- [WORK INSTRUCTION A]
Answer these questions using the text on book marketing:
(i) How many times was one of the books downloaded from Amazon?
(ii) What is the best return Google AdWords ever produced?
(iii) By what percentage was the marketing budget cut?
- [WORK INSTRUCTION B] Copy everything in the text on book marketing from "The read and" down to "about selling books.".
- [WORK INSTRUCTION C] Proceed with the text on book marketing from where it stops.

- [PAGE TEXT]
──────

Over the course of the past 4 or 5 years I’ve tried all sorts of different approaches to increase readership. Virtually nothing has worked.
I’ve given books away using both read and review programs, as well as pure giveaways. One of my books was downloaded from Amazon over 12 thousand times, but I suspect that it was only read by a relative handful of folks, and the giveaway added zero sales.
Facebook and Twitter have been fairly useless as advertising media. Not only do they NOT add sales, they don’t really even generate website clicks.
Google AdWords will generate web clicks, and even sales, but the best I’ve ever done was $1 in royalties for $2 spent on ads, and that’s only around Christmas.
I’ve hired marketing firms twice (including a highly recommended one)——results: zero sales.
The read and review programs have been among the worst. On one program, people were cashing in the Amazon coupon I sent potential readers to buy other stuff.
There is no magic key. People don’t buy books because of ads or because someone writes a nice review (or even a bad review). I decided to limit what I do when it comes to book marketing, cutting my marketing budget by 90%, and basically saw no change.
My suggestion: just write your books, as you normally would. Make sure you offer a quality product, use a good editor, designer, and proof reader and don’t worry about selling books.
For those who think they’ll make a lot of money writing . . . well, you could win the lottery—it’s got about the same probability.
I do think competitions help, but you need to carefully select which competitions you enter. If you’re a small publisher, generally librarians won’t bother to even read your books—good or bad, since they didn’t come from one of the big 5 they are ignored, so you won’t be considered for the mainstream awards. In the mainstream publishing world (at least for now) editors use agents as filters and publishers use agents and librarians use publishers. Competitions offer an alternative filtering system, but the industry has not yet settled on a new model.

──────

- [RECORDED INFORMATION]
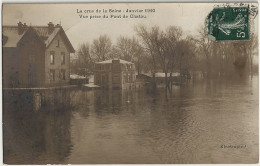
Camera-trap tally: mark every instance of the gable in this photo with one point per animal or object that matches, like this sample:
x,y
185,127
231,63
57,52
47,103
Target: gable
x,y
11,36
64,38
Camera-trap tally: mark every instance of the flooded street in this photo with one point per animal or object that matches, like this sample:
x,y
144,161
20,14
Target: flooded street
x,y
192,126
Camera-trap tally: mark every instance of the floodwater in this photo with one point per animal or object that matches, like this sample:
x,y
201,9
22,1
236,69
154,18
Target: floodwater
x,y
202,122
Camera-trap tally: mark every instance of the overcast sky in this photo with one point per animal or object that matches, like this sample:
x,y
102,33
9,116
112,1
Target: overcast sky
x,y
189,16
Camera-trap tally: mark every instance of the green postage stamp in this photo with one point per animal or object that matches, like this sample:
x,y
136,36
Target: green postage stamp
x,y
228,23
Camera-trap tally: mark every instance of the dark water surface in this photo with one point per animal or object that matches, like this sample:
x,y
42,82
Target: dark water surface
x,y
135,126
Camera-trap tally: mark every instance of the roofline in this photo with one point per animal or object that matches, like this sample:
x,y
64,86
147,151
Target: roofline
x,y
71,49
31,29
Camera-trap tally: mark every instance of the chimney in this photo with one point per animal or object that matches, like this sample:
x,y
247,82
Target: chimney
x,y
58,25
25,27
50,27
115,61
20,28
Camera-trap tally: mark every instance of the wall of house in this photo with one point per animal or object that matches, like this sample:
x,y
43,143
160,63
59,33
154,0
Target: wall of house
x,y
10,67
58,49
31,62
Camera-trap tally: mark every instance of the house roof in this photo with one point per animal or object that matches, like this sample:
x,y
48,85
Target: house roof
x,y
10,33
110,61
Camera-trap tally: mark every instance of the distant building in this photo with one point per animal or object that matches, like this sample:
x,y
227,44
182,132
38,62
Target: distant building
x,y
115,74
35,56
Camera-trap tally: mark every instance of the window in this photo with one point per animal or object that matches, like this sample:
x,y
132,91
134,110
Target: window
x,y
116,79
52,75
62,58
103,79
31,58
63,74
52,57
58,43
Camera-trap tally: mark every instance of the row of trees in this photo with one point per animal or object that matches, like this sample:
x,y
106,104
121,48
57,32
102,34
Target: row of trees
x,y
169,50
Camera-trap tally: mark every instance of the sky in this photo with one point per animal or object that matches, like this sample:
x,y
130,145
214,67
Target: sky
x,y
189,16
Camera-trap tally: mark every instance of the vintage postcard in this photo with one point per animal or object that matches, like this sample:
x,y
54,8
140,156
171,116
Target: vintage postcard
x,y
130,83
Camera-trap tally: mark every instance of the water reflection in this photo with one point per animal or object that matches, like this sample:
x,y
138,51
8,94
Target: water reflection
x,y
36,130
138,126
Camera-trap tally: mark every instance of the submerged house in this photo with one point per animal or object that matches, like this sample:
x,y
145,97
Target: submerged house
x,y
35,56
115,74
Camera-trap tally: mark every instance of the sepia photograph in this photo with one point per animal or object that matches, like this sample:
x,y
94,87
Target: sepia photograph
x,y
130,83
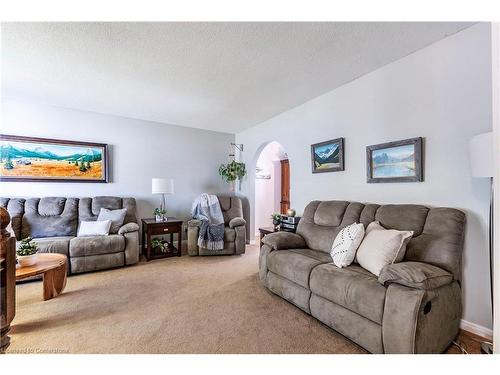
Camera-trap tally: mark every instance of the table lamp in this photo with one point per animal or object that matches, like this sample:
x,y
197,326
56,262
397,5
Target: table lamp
x,y
481,162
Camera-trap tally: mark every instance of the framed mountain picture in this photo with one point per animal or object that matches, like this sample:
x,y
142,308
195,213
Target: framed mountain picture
x,y
328,156
399,161
52,160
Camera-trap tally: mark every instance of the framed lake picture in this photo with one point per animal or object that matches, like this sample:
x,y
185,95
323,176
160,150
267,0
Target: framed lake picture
x,y
399,161
52,160
328,156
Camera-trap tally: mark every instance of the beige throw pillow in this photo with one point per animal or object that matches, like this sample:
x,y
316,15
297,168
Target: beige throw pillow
x,y
382,247
346,243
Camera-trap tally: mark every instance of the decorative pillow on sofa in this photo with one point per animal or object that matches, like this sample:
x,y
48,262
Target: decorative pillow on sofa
x,y
116,216
94,228
346,243
382,247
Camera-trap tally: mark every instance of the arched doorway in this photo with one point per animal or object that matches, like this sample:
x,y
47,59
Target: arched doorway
x,y
272,184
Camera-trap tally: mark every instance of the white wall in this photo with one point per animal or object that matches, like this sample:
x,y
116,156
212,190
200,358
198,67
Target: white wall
x,y
139,150
266,199
442,93
495,59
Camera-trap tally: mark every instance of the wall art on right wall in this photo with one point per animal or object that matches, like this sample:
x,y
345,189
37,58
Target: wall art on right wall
x,y
399,161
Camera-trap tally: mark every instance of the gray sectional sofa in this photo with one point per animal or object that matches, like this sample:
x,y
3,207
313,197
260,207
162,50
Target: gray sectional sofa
x,y
53,223
234,230
413,307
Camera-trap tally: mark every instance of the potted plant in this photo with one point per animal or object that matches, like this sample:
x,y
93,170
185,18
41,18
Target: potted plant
x,y
232,171
276,218
159,244
27,252
159,214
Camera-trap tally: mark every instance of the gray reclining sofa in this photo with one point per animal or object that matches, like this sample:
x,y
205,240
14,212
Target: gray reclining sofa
x,y
234,230
413,307
53,223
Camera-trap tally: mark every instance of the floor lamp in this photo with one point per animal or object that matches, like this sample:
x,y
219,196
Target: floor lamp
x,y
482,160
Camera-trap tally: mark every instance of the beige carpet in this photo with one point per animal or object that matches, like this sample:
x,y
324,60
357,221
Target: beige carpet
x,y
175,305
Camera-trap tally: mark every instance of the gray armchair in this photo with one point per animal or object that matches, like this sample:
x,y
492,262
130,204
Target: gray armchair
x,y
234,230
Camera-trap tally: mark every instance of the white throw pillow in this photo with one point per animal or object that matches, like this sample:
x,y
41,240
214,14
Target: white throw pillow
x,y
94,228
382,247
346,243
117,218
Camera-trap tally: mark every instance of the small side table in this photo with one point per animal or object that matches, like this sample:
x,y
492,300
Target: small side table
x,y
264,231
151,227
53,268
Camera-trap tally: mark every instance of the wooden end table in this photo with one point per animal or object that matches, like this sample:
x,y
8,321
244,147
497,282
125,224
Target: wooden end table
x,y
53,267
264,231
151,227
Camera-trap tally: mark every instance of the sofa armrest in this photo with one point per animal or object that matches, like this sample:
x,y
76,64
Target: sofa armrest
x,y
194,223
237,222
129,227
415,275
284,240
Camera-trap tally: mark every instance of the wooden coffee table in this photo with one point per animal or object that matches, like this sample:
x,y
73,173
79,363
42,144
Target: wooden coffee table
x,y
53,267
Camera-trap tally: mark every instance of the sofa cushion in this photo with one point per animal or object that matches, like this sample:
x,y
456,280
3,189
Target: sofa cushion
x,y
50,217
96,245
381,247
58,245
296,265
351,287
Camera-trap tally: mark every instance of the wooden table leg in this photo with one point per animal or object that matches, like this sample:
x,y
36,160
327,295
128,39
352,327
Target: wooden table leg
x,y
54,281
148,248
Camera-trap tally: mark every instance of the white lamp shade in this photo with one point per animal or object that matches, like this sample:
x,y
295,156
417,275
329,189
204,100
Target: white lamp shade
x,y
481,155
162,186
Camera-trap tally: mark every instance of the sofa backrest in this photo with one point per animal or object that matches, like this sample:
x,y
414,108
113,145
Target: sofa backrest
x,y
59,216
89,208
231,207
438,232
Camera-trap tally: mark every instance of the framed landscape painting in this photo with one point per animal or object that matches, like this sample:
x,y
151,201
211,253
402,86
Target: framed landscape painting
x,y
399,161
328,156
52,160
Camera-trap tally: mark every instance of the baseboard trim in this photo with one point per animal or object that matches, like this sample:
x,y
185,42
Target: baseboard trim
x,y
476,329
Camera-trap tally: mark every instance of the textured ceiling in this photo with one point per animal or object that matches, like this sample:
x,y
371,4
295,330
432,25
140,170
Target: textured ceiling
x,y
218,76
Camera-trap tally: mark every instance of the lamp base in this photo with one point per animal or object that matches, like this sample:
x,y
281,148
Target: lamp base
x,y
486,348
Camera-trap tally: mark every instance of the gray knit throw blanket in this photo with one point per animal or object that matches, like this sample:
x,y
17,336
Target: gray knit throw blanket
x,y
206,208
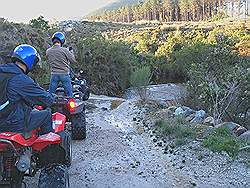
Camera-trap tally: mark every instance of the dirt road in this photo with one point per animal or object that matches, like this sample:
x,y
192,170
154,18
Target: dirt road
x,y
115,154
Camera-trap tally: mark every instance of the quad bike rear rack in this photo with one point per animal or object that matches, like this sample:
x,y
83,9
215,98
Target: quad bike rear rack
x,y
11,144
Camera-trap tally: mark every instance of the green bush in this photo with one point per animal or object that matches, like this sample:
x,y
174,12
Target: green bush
x,y
217,80
107,63
140,79
223,140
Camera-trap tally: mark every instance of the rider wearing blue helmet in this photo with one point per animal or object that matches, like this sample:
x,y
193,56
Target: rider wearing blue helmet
x,y
19,93
60,59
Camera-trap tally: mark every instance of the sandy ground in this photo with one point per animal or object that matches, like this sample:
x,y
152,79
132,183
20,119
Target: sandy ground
x,y
117,153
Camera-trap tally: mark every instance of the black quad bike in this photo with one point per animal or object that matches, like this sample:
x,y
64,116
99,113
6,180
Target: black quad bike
x,y
25,154
74,108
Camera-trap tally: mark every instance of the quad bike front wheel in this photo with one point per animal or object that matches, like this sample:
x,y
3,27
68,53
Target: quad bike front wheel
x,y
55,176
78,126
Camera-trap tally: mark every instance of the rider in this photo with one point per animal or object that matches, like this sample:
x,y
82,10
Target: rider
x,y
19,93
59,59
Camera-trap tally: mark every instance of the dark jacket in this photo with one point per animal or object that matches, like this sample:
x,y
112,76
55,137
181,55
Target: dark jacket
x,y
25,93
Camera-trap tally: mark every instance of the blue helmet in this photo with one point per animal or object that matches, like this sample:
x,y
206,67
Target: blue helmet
x,y
60,36
27,55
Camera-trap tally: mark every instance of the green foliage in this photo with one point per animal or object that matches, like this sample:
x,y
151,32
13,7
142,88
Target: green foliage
x,y
217,79
140,77
40,23
223,140
106,63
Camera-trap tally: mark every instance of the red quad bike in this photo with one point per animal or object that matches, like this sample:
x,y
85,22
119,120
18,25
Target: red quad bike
x,y
24,154
74,108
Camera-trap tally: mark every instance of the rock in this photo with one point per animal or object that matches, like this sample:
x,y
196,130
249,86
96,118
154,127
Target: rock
x,y
188,111
163,114
189,118
116,103
230,125
209,121
183,111
199,116
172,108
178,111
245,135
240,131
104,108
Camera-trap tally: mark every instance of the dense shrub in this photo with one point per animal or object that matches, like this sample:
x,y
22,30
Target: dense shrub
x,y
217,80
106,63
140,79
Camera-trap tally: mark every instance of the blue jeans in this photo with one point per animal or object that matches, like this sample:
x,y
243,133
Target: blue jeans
x,y
41,119
66,83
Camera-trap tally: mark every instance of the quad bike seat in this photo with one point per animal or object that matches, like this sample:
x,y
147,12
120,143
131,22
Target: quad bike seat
x,y
60,89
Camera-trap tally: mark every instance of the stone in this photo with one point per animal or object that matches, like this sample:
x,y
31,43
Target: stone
x,y
199,116
189,118
230,125
245,136
209,121
188,111
240,131
164,113
183,111
178,111
115,104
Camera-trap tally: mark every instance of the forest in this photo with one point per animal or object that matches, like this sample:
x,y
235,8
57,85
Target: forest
x,y
175,10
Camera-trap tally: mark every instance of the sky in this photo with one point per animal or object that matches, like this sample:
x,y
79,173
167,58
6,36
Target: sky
x,y
25,10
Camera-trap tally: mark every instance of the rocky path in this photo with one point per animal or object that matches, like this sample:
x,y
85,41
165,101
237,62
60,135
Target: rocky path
x,y
119,153
115,154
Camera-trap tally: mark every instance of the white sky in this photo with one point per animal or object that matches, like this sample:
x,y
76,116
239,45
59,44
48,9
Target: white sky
x,y
25,10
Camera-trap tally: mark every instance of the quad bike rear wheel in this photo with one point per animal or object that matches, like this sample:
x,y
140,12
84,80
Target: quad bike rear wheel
x,y
78,126
55,176
68,148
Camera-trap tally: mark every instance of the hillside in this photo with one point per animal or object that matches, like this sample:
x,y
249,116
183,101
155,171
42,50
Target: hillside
x,y
114,6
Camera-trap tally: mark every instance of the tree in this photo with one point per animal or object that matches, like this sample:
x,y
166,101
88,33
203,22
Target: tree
x,y
40,23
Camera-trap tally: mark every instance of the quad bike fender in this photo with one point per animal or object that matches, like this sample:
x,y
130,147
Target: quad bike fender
x,y
79,108
45,140
58,122
56,153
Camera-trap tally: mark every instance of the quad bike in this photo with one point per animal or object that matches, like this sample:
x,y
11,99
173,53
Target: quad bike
x,y
74,108
24,154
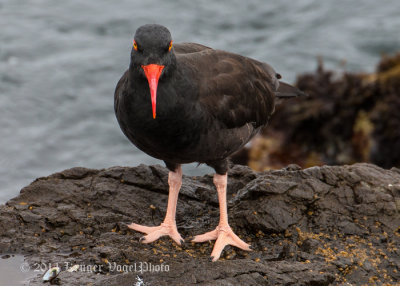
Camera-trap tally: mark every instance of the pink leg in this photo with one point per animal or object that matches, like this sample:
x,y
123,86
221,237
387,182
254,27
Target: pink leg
x,y
223,232
168,227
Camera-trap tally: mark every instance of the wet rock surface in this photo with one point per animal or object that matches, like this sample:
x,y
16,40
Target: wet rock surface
x,y
347,118
318,226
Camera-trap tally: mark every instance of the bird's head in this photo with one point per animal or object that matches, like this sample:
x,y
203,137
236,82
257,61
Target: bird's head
x,y
152,56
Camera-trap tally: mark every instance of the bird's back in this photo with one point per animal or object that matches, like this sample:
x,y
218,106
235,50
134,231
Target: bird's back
x,y
226,99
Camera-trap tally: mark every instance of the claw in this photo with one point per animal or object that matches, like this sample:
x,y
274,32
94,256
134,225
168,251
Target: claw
x,y
224,236
155,232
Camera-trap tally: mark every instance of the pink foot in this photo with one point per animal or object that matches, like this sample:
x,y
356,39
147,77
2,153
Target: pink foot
x,y
224,236
155,232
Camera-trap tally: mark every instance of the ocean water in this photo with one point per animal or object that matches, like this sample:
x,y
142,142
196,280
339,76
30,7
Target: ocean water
x,y
60,62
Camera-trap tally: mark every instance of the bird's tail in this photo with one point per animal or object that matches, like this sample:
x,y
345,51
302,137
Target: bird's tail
x,y
287,91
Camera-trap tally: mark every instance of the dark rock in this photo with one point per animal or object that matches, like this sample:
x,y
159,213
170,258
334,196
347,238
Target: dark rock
x,y
346,118
318,226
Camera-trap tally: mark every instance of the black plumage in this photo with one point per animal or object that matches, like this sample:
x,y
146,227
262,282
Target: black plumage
x,y
188,103
210,103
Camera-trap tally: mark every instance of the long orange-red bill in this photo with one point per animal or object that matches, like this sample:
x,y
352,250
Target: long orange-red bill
x,y
153,73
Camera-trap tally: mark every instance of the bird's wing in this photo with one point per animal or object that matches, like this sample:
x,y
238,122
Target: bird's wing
x,y
233,89
187,48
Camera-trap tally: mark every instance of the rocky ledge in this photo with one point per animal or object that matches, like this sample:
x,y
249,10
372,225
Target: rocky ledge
x,y
317,226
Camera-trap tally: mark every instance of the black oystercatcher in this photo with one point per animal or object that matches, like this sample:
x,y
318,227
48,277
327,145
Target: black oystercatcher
x,y
186,103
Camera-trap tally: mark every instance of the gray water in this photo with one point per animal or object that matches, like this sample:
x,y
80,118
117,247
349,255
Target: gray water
x,y
60,62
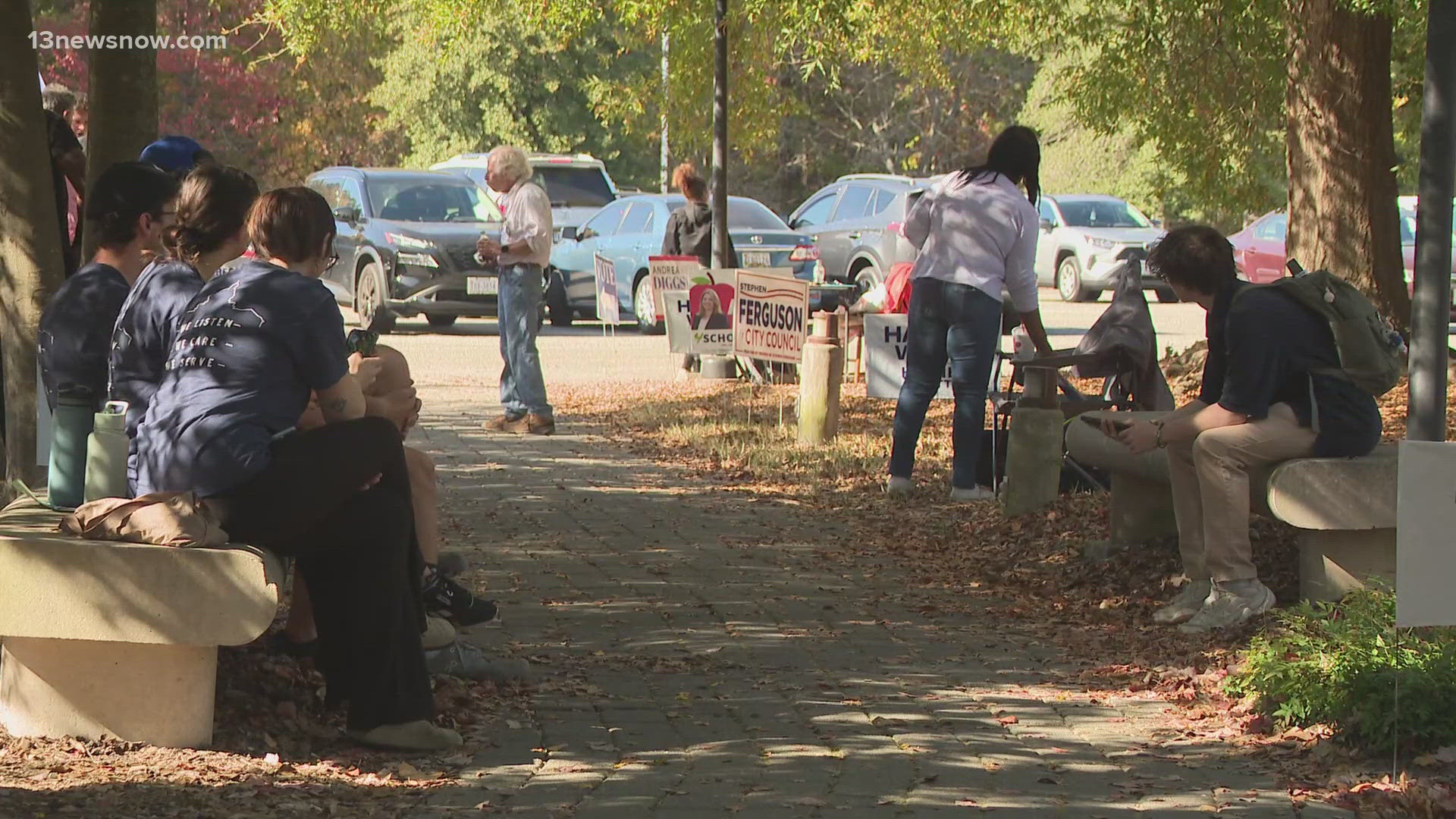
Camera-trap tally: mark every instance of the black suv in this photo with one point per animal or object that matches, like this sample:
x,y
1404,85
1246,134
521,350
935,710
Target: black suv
x,y
406,243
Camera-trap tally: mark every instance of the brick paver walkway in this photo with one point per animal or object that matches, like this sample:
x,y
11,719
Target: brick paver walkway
x,y
698,661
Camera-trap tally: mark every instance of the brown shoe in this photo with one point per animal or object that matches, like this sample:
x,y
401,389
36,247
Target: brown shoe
x,y
532,423
500,423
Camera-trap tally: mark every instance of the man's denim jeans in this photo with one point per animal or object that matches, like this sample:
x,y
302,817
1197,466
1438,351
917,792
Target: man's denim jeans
x,y
960,324
523,390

──────

- [RESPONSE AREA A]
(i) Over 12 thousand times.
(ii) $1 in royalties for $2 spent on ads, and only around Christmas.
(iii) 90%.

- [RESPONSE AREA B]
The read and review programs have been among the worst. On one program, people were cashing in the Amazon coupon I sent potential readers to buy other stuff.
There is no magic key. People don’t buy books because of ads or because someone writes a nice review (or even a bad review). I decided to limit what I do when it comes to book marketing, cutting my marketing budget by 90%, and basically saw no change.
My suggestion: just write your books, as you normally would. Make sure you offer a quality product, use a good editor, designer, and proof reader and don’t worry about selling books.

- [RESPONSE AREA C]
On formats: I’ve put books out in paperback, hardcover, Kindle, and epub formats, as well as an audible book. The epub book, which I offered through both Smashwords and KOBO was a mistake. As soon as I uploaded the book, one copy was bought and then was immediately pirated. The pirates made money on it—I didn’t. I no longer offer an epub format for my books.
I have heard that spending all day on social media pages can add sales. I haven’t seen evidence of this, but then I’m not really a social media butterfly, so take my opinion on this with a grain of salt.
One channel that (at least) offered a way to put your books into the hands of enthusiastic readers used to be GoodReads, but they decided to monetize their giveaway program to suck even more money from the pockets of writers, so I stopped using that channel. That’s really a symptom of the big industry now, which is exploiting people who decide to try writing. There are tons of folks out there telling you how they’ll “help” you. They don’t.
Just write. But if you’re writing poor quality books then you’re just making matters worse—poor quality books are why people don’t take small publishers seriously. Use an established professional editor . . . please.